**DOCUMENT SECTION:**

IE 11 is not supported. For an optimal experience visit our site on another browser.

Supreme Court may take up abortion case

On Friday, the Supreme Court will meet to decide whether to take an Arizona medication abortion law.
The United States Supreme Court is seen in Washington, D.C. (Photo by Gary Cameron/Reuters)
The United States Supreme Court is seen in Washington, D.C.

On Friday, the U.S. Supreme Court will decide which cases it wants to add to its agenda — and whether, in a term already poised to be politically controversial, with a major challenge to the Affordable Care Act and a potential gutting of the Fair Housing Act, it wants to add abortion to the list.

The case, Humble v. Planned Parenthood of Arizona, concerns a law that has been copied throughout the country. It requires doctors to use outdated protocols for pills that induce abortion. The effect is to narrow the window doctors can administer the drugs, raise the dosage, and make a safe procedure slightly riskier, which is why pro-choice advocates say such laws amount to banning the option altogether.

**WORK ORDER 1:**
Answer these from the news piece on the Arizona abortion case:
(a) What name does the case carry?
(b) Which two other matters already make the term likely to be politically controversial?
(c) What does the law require doctors to use for pills that induce abortion?
**WORK ORDER 2:** Carry on the news piece about the Arizona medication abortion case from its last sentence.
The entries that follow have nothing to do with the text above.

**RECORDS SUPPLIED:**
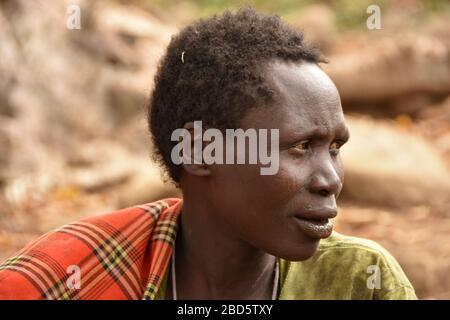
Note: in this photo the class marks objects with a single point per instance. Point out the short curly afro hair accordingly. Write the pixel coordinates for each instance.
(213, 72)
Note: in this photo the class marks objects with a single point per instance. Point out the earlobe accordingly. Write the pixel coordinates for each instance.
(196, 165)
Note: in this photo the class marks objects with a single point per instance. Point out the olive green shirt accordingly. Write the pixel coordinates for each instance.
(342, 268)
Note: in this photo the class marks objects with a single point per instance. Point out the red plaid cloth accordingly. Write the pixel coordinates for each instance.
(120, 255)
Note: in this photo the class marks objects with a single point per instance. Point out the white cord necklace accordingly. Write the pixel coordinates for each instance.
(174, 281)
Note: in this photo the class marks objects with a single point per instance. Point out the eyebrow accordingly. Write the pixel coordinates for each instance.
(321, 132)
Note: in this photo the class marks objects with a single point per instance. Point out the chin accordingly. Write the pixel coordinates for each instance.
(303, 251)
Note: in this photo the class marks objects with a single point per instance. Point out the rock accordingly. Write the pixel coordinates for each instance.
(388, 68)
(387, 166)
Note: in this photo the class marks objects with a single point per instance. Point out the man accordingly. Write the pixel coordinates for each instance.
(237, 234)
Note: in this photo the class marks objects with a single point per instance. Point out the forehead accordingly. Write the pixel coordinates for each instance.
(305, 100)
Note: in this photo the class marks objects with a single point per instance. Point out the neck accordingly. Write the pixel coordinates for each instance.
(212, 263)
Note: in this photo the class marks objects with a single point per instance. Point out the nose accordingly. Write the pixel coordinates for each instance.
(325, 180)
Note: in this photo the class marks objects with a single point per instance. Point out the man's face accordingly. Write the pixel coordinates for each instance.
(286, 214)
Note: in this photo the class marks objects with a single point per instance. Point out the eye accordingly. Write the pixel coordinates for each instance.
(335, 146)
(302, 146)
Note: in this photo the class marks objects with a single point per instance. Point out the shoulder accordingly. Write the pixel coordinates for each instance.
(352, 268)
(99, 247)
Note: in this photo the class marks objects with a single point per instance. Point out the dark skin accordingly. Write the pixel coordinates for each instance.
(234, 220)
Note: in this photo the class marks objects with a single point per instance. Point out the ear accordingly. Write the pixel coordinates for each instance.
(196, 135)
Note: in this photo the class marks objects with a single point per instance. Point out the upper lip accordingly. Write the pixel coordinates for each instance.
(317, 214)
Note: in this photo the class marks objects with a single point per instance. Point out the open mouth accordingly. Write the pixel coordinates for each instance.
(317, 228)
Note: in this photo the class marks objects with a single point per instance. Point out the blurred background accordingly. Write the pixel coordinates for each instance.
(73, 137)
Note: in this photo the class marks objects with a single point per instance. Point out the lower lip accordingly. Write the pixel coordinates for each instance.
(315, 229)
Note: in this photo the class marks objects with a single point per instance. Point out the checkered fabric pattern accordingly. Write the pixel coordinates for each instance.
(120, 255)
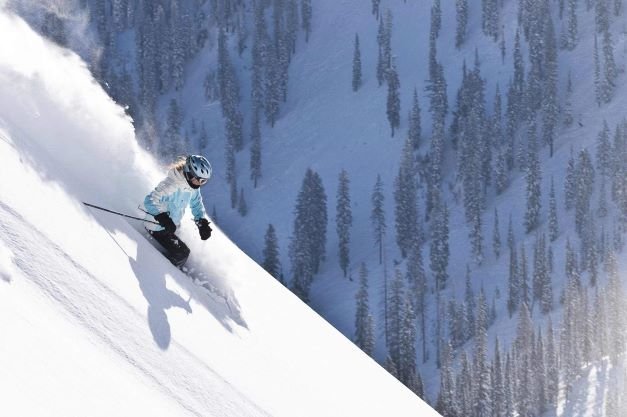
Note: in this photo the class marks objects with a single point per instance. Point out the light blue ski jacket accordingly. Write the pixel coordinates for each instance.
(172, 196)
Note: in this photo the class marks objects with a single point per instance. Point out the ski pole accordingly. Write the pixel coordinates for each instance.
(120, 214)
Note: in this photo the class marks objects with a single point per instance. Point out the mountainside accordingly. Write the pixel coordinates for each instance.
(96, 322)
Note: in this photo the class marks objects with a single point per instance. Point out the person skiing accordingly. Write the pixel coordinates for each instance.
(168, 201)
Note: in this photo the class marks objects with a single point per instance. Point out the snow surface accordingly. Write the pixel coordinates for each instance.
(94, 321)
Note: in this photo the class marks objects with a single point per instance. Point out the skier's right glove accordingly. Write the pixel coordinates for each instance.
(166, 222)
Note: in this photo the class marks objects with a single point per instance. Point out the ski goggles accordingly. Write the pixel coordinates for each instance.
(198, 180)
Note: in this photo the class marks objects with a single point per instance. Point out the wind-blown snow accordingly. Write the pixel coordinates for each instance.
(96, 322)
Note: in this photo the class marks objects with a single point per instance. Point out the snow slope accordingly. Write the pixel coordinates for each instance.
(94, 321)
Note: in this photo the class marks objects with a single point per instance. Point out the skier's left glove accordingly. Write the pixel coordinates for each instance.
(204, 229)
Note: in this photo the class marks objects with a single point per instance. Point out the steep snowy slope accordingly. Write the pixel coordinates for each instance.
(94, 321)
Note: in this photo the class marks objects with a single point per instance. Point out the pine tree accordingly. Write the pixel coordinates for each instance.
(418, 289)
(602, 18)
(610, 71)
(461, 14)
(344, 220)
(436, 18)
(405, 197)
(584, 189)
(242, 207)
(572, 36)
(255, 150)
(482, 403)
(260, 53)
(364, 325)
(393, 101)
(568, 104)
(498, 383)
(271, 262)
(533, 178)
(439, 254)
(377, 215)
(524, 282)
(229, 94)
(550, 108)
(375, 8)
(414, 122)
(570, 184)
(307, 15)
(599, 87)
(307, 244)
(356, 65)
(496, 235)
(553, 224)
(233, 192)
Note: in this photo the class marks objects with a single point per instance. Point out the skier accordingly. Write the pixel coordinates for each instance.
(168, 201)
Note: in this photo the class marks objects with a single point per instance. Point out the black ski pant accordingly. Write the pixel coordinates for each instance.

**OUTPUT 1:**
(a) Humble v. Planned Parenthood of Arizona.
(b) A major challenge to the Affordable Care Act and a potential gutting of the Fair Housing Act.
(c) Outdated protocols.

**OUTPUT 2:**
The 9th Circuit Court of Appeals, known as one of the most liberal courts, struck down the Arizona law on appeal, so if the court punts, Arizona won’t be able to enforce it. "If allowed to take effect, the restriction would deny most Arizona women access to an alternative to surgical abortion that has been widely recognized as safe and effective by medical experts and organizations worldwide for over a decade," said the Center for Reproductive Rights, which represents clinics in the case. 

Along with Planned Parenthood, they have urged the court not to take the case, saying it is only a preliminary injunction and that the court should wait for fact-finding in a trial. "There is a significant, unresolved dispute about the meaning and scope of the challenged law and because the case may be mooted by the outcome of a pending state court adjudication," the clinics argued in their brief. In asking the court to take the case, state officials in Arizona claim there is a circuit split because the 5th and 6th circuits have upheld similar laws. 

RELATED: Watch this pregnant woman's fierce takedown of anti-abortion protesters

In June, the 9th Circuit ruled that “Arizona introduced no evidence that the law advanced in any way Arizona’s interest in women’s health," and that the law violated the Supreme Court's "undue burden" standard for how far a state can restrict abortion.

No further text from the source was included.